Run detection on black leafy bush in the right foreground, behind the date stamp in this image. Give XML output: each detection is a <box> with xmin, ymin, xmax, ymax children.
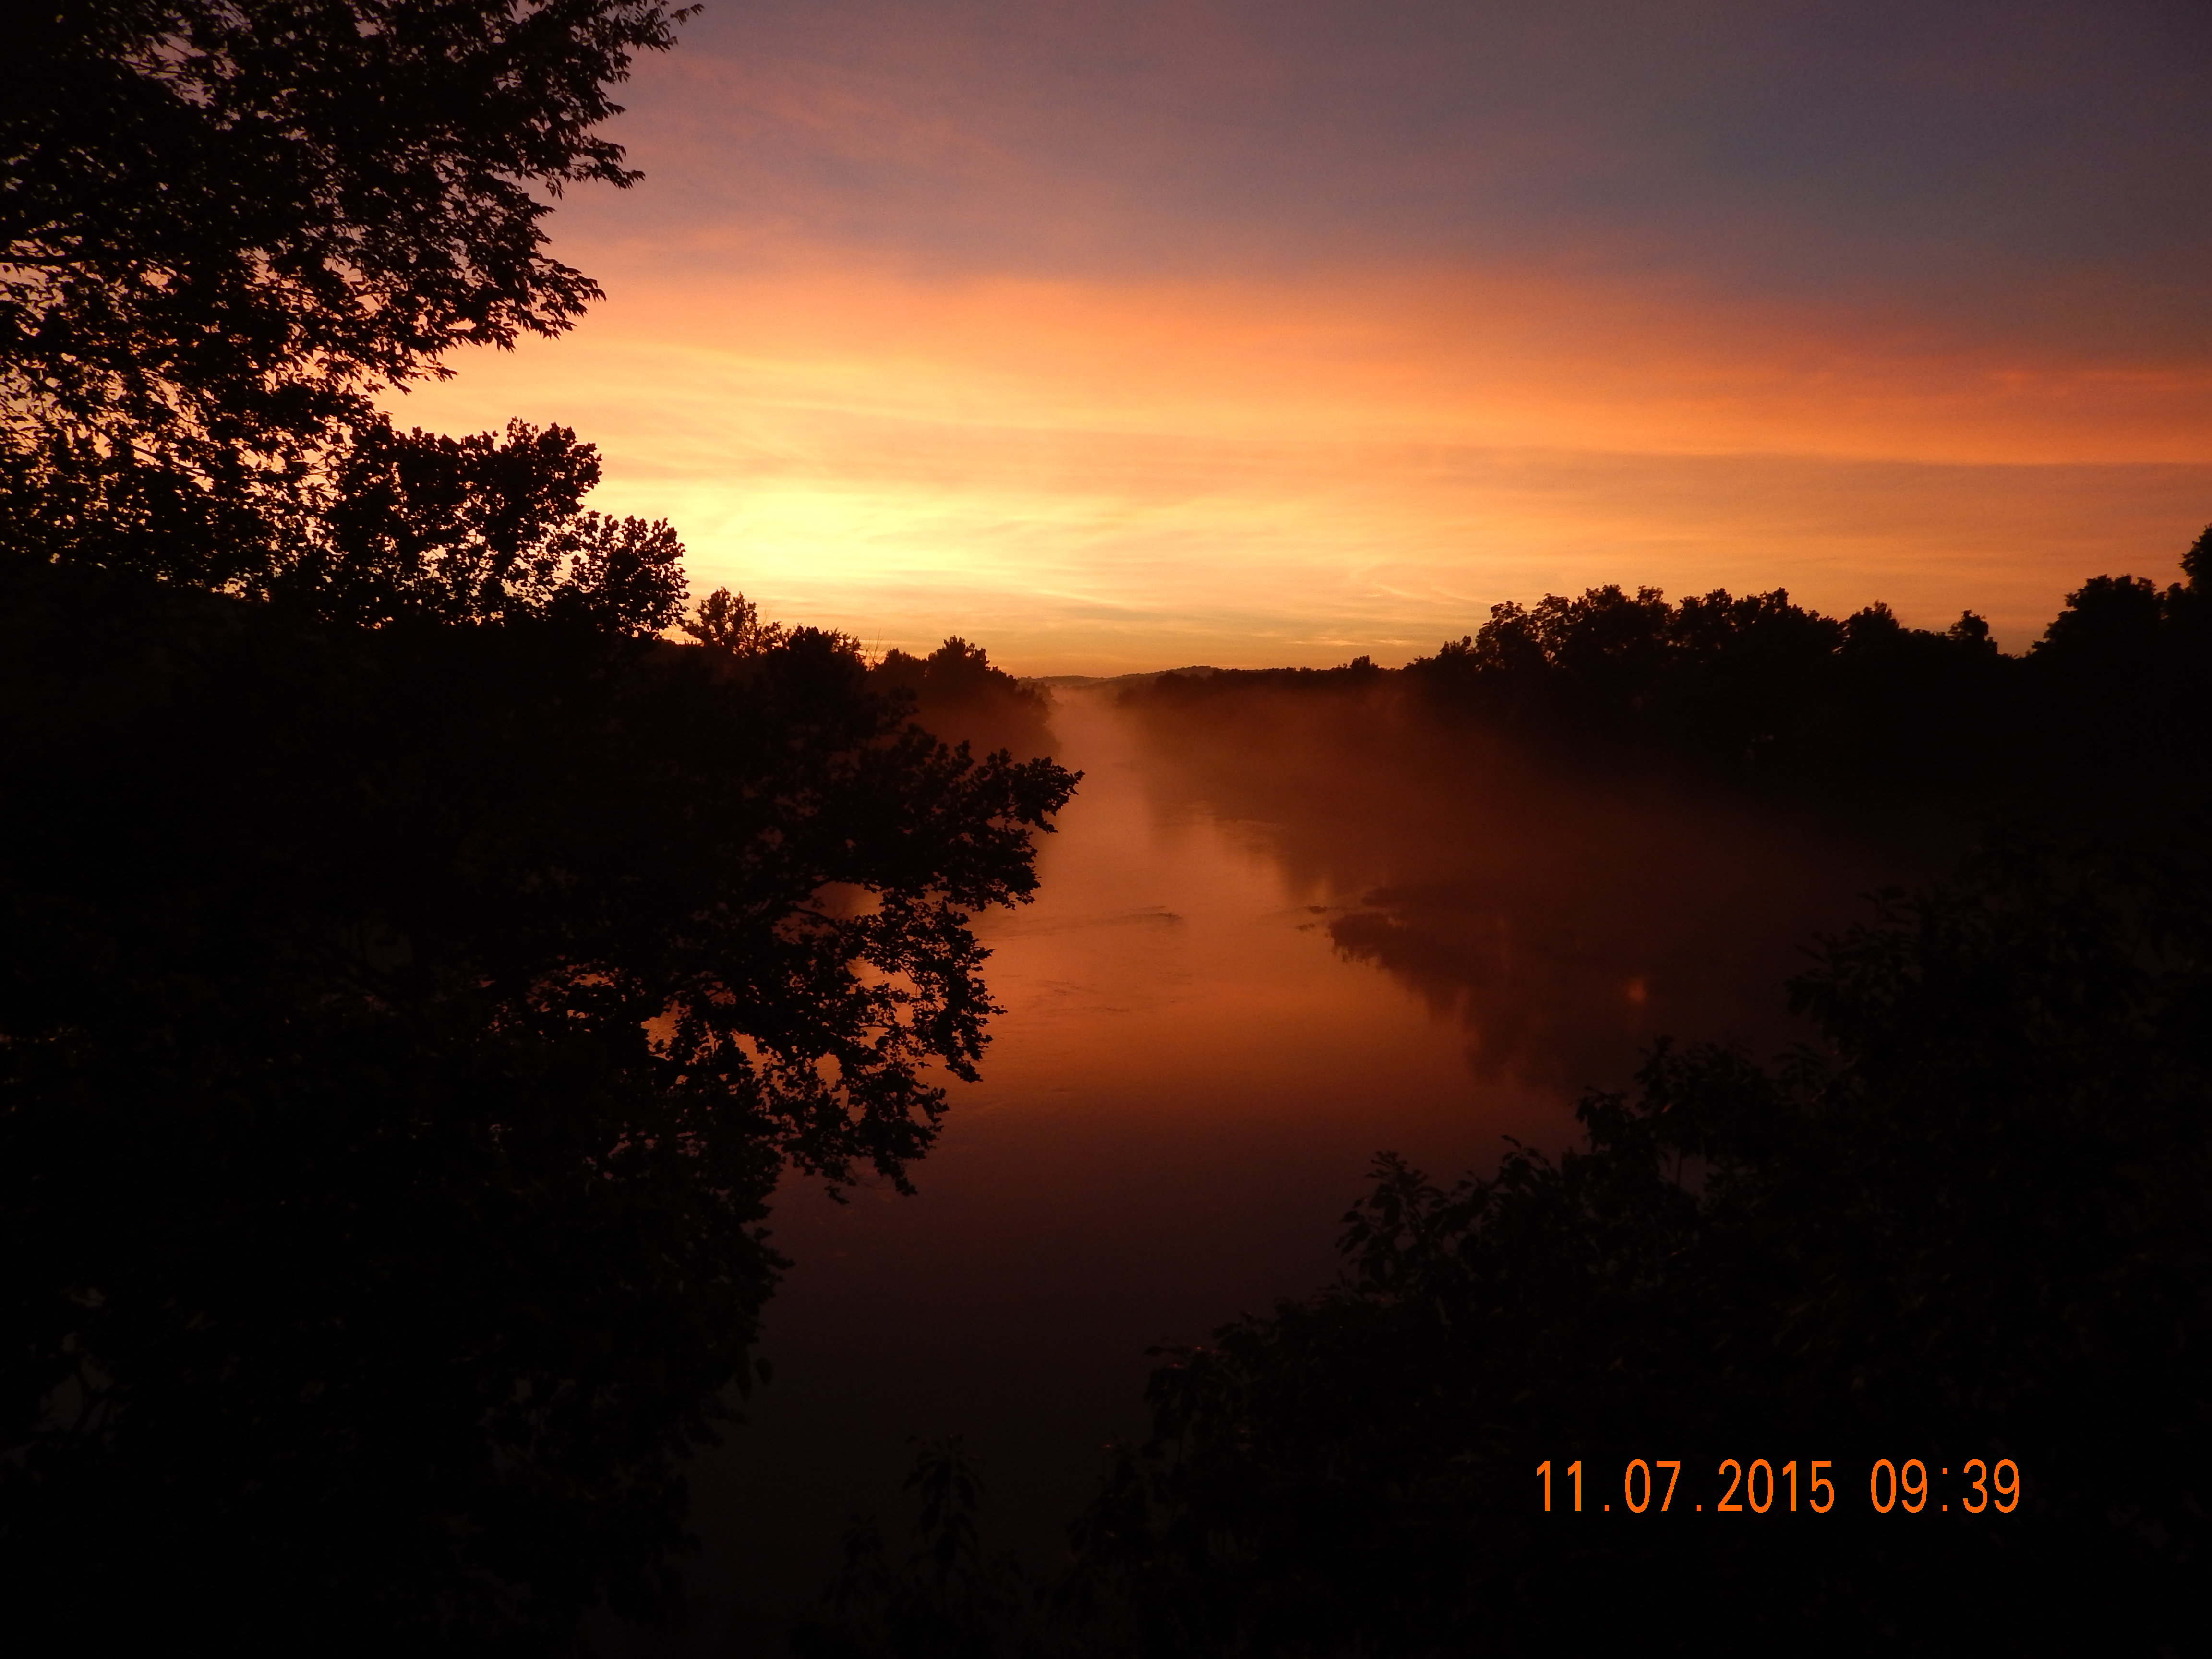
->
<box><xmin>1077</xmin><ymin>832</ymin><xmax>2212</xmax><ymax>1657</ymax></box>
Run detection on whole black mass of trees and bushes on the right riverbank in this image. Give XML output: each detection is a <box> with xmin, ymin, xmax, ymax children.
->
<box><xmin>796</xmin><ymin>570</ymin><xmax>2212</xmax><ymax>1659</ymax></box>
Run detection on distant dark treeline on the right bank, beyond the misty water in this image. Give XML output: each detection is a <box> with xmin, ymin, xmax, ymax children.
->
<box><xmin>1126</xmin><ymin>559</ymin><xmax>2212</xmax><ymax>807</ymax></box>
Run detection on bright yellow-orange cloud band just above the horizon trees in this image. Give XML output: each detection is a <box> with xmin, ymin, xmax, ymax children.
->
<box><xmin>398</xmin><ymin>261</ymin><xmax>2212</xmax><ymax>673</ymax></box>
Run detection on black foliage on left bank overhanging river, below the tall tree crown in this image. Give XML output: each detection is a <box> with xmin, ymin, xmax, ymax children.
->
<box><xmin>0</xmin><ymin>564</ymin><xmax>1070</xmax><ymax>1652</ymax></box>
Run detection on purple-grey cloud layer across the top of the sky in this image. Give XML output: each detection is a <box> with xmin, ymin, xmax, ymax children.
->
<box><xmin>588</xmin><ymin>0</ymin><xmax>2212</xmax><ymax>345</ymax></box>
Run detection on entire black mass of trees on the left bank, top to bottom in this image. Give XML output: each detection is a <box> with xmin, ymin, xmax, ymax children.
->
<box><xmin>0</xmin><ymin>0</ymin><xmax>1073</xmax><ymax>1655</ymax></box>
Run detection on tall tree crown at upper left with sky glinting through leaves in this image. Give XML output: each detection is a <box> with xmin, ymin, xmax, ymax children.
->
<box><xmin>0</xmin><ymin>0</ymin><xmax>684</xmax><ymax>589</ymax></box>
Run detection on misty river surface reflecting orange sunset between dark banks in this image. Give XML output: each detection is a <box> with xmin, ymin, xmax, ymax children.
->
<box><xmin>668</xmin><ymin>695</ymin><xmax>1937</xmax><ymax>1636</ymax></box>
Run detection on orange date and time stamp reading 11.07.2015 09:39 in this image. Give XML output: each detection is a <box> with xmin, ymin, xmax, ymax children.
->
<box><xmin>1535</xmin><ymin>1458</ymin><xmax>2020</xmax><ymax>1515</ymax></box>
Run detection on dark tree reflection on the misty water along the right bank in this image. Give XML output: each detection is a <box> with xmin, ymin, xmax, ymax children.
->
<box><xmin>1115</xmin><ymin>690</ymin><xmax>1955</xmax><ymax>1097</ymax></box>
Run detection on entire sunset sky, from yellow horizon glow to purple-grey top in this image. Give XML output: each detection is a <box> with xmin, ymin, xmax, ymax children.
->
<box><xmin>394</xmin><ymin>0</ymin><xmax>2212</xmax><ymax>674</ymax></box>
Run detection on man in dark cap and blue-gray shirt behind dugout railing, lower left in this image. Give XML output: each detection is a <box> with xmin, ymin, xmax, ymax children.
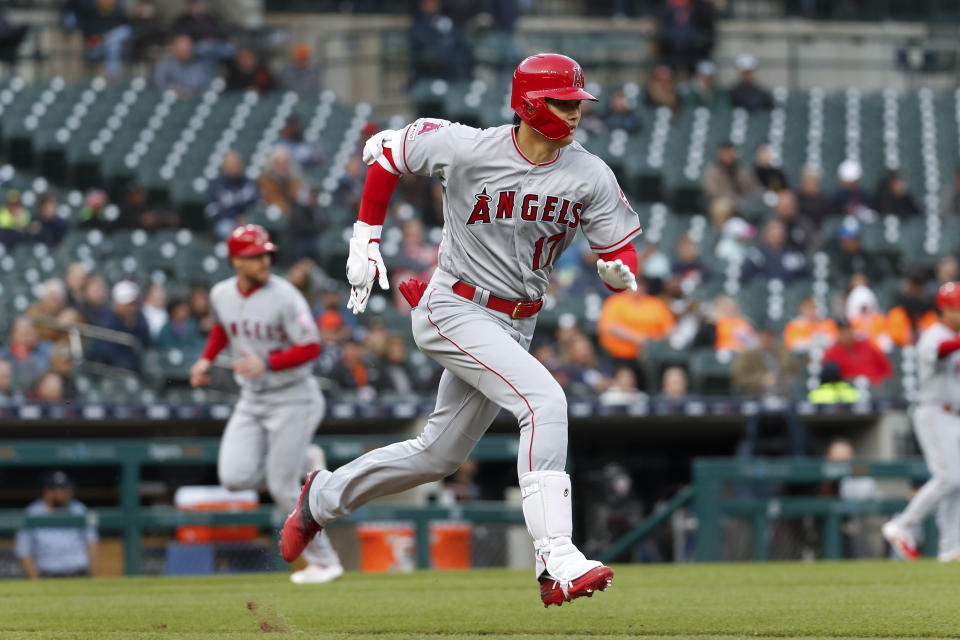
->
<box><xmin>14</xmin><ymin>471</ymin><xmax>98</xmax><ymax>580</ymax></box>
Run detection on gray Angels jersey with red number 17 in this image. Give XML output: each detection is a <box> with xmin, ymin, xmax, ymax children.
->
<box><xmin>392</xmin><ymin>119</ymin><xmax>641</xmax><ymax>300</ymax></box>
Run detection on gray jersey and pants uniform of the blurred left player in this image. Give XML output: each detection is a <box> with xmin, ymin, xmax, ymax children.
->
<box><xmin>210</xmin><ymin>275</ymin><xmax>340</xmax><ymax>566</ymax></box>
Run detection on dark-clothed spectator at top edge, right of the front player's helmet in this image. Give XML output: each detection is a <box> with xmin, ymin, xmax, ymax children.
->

> _Exercise goal_:
Each line of the records above must be repeated exactly, but no picture belongs in the copy.

> _Answer to the problem_:
Run detection on black leafy bush in the right foreground, behind the date stamp in this image. Give XML output: each detection is a <box> with xmin, ymin, xmax, ymax children.
->
<box><xmin>1077</xmin><ymin>832</ymin><xmax>2212</xmax><ymax>1657</ymax></box>
Run detection on whole black mass of trees and bushes on the right riverbank in this image. Give XML output: each detection is a <box> with xmin, ymin, xmax, ymax children.
->
<box><xmin>796</xmin><ymin>570</ymin><xmax>2212</xmax><ymax>1659</ymax></box>
Run detection on distant dark treeline on the right bank, beyond the misty water in this image. Give XML output: each detection is a <box> with xmin, ymin, xmax, ymax children.
->
<box><xmin>1126</xmin><ymin>559</ymin><xmax>2212</xmax><ymax>807</ymax></box>
Run detection on bright yellow-orange cloud band just above the horizon trees in this image. Give XML output: each detection is a <box> with xmin, ymin, xmax, ymax children.
->
<box><xmin>398</xmin><ymin>261</ymin><xmax>2212</xmax><ymax>673</ymax></box>
Run detection on black foliage on left bank overhanging river, below the tall tree crown in this image. Give XML output: each detection is a <box> with xmin, ymin, xmax, ymax children.
->
<box><xmin>0</xmin><ymin>564</ymin><xmax>1070</xmax><ymax>1652</ymax></box>
Run detection on purple-grey cloud layer across the top of the sky in this image. Give XML output: each detection is a <box> with xmin, ymin, xmax, ymax children.
->
<box><xmin>588</xmin><ymin>0</ymin><xmax>2212</xmax><ymax>345</ymax></box>
Run detection on entire black mass of trees on the left bank, top to bottom in this image. Give XML output: each detection is a <box> with xmin, ymin, xmax, ymax children.
->
<box><xmin>0</xmin><ymin>0</ymin><xmax>1073</xmax><ymax>1655</ymax></box>
Run detection on tall tree crown at upper left with sky glinting through leaves in this image. Give XML output: each detection is a <box> with xmin, ymin, xmax, ymax children.
->
<box><xmin>0</xmin><ymin>0</ymin><xmax>684</xmax><ymax>589</ymax></box>
Run detection on misty river surface reflecting orange sunset between dark banks in this image. Give XML output: each detection is a <box> with xmin, ymin, xmax, ymax children.
->
<box><xmin>668</xmin><ymin>695</ymin><xmax>1937</xmax><ymax>1636</ymax></box>
Run detection on orange date and time stamp reading 11.07.2015 09:39 in this image. Give XML output: each detection is a <box> with xmin, ymin, xmax, ymax children.
->
<box><xmin>1535</xmin><ymin>1458</ymin><xmax>2020</xmax><ymax>1515</ymax></box>
Run detection on dark tree reflection on the misty water along the right bank in this image. Give XML output: each detection is a <box> with xmin, ymin, xmax, ymax children.
->
<box><xmin>1115</xmin><ymin>690</ymin><xmax>1955</xmax><ymax>1097</ymax></box>
Run detection on entire sunset sky, from yellow horizon glow to purple-grey top in this image. Give XML output: each detection is a <box> with xmin, ymin, xmax, ymax children.
->
<box><xmin>394</xmin><ymin>0</ymin><xmax>2212</xmax><ymax>674</ymax></box>
Run detection on man in dark cap and blue-gray shirt behind dugout railing, lower left in this image. Give XML output: each detection is a <box> with xmin, ymin, xmax, ymax children.
->
<box><xmin>14</xmin><ymin>471</ymin><xmax>98</xmax><ymax>580</ymax></box>
Run detection on gray Angels jersey with red number 17 in this image. Give XML output: each detection is a <box> with xmin, ymin, xmax, ymax children.
->
<box><xmin>392</xmin><ymin>119</ymin><xmax>641</xmax><ymax>300</ymax></box>
Run detection on gray jersey and pants uniform of the blurred left player in this image. Give XML output: each detection is a <box> with xmin, ymin, xmax, ymax children.
->
<box><xmin>210</xmin><ymin>275</ymin><xmax>340</xmax><ymax>566</ymax></box>
Run detection on dark-clothed spectator at top edge, right of the front player's helmet in this image. Give XML output: each detection is a <box> with xmin, ymin, xmax, ymax children.
->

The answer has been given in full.